■ **Given task**
Pick up the journal entry about the Subway job interview and write what comes after its last sentence.

■ **Passage shown**
--- Begin ---

The time has come for me tbh.

I had a job interview today, for a job working at Subway. Sounds like if I get it I'll be working with nice people and such, which is great. If I get it, I doubt I'll be able to fit in any time for homework at all on the weekends and how do I see anyone on the weekends I don't and how do I learn to drive I don't please summer come fucking faster.

My mom decided to bring up the topic of the Monster again today, and honestly, my walls are wearing thin at keeping out the memories.

The Monster has recently become more involved with Buttface, like, much more involved, and I knew it was coming, but I just kept denying it. Eventually, Buttface's 8th grade graduation will come and I obviously want to go. But with the Monster being involved, guess who will be there?

I know I can't keep running forever. Eventually we'll meet again, and I'm so absolutely terrified I'll break out in tears because I know she's gonna approach and try to talk to me I just know it. I haven't seen her for fucking years obviously she's not just gonna see me and stay away.

And if I get this job at Subway (a place that the Monster and Buttface frequent quite often for dinner on their visitation), what do I do if they go there while I'm working? Do I serve her and try to move her on even if she's blocking up the line? Do I talk to my manager? Do I simply not respond?

--- End ---

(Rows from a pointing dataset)
--- Begin ---

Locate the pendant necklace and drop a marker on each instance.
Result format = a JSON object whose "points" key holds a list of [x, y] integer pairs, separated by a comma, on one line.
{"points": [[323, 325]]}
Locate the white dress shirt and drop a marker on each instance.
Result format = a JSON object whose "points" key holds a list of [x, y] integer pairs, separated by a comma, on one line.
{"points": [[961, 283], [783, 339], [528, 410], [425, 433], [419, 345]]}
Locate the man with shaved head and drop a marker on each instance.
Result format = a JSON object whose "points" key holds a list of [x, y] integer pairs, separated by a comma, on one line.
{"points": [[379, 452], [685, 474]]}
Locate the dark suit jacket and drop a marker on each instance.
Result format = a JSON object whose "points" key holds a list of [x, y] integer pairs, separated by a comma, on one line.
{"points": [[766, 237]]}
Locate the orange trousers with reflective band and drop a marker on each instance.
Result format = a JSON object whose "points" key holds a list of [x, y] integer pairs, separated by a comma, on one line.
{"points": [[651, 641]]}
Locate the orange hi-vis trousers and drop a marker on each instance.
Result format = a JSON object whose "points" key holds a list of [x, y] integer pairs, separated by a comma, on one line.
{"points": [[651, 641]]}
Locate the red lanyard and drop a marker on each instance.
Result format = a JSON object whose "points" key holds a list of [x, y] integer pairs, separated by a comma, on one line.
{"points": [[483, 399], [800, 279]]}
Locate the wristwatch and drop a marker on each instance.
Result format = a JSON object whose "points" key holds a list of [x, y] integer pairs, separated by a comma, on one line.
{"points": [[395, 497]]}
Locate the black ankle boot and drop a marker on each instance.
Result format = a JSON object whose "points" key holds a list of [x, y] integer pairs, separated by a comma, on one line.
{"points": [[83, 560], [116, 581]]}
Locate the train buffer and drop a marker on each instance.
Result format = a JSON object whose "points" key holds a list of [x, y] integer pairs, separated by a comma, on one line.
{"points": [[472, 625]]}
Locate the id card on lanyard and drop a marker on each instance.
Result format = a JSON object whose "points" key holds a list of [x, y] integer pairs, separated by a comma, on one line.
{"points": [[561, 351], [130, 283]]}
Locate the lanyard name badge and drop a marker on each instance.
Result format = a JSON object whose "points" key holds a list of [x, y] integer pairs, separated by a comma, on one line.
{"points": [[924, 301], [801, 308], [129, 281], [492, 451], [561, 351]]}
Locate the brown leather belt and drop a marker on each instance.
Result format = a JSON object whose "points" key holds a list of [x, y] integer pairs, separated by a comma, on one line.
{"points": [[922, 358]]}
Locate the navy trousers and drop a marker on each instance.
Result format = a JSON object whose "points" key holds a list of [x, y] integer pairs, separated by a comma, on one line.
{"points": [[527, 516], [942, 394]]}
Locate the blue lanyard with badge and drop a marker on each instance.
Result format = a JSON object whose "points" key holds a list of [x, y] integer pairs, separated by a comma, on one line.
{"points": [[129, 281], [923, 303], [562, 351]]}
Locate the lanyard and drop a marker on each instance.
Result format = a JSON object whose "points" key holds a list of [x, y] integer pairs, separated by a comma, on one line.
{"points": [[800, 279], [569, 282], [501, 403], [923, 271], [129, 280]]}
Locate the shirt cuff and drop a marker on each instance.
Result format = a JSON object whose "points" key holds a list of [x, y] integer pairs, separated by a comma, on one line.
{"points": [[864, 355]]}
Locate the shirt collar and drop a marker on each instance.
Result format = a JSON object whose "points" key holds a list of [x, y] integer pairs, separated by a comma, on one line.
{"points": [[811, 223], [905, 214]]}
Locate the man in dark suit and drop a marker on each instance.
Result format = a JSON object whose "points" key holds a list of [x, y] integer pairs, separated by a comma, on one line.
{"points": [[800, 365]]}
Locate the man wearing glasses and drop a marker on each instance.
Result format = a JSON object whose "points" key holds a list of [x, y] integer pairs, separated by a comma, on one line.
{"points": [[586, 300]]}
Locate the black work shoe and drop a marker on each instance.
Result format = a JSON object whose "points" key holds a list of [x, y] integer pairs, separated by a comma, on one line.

--- End ---

■ **Output**
How am I not to respond?

I'm sorry guys, my thin walls are failing. Every bad dream that wakes me up at night that she's in terrifies me, and it's all because that stuff was real. It happened. I've had a reoccurring nightmare for years of her searching for me, and I hide in the bathroom on the toilet until she comes in, searching. Every time I wake up just as she finds me, a silent scream echoing in my scratchy throat and my heart pounding.

What am I gonna do? I don't know. I'm trying to fortify the walls guys but dysphoria is dragging them down because I finally found my gender and it just decided to whip me and double me over with self hate but I'm not fallen over.

Not yet.

I don't know what to do. Sorry for spreading bad vibes guys, but I can't.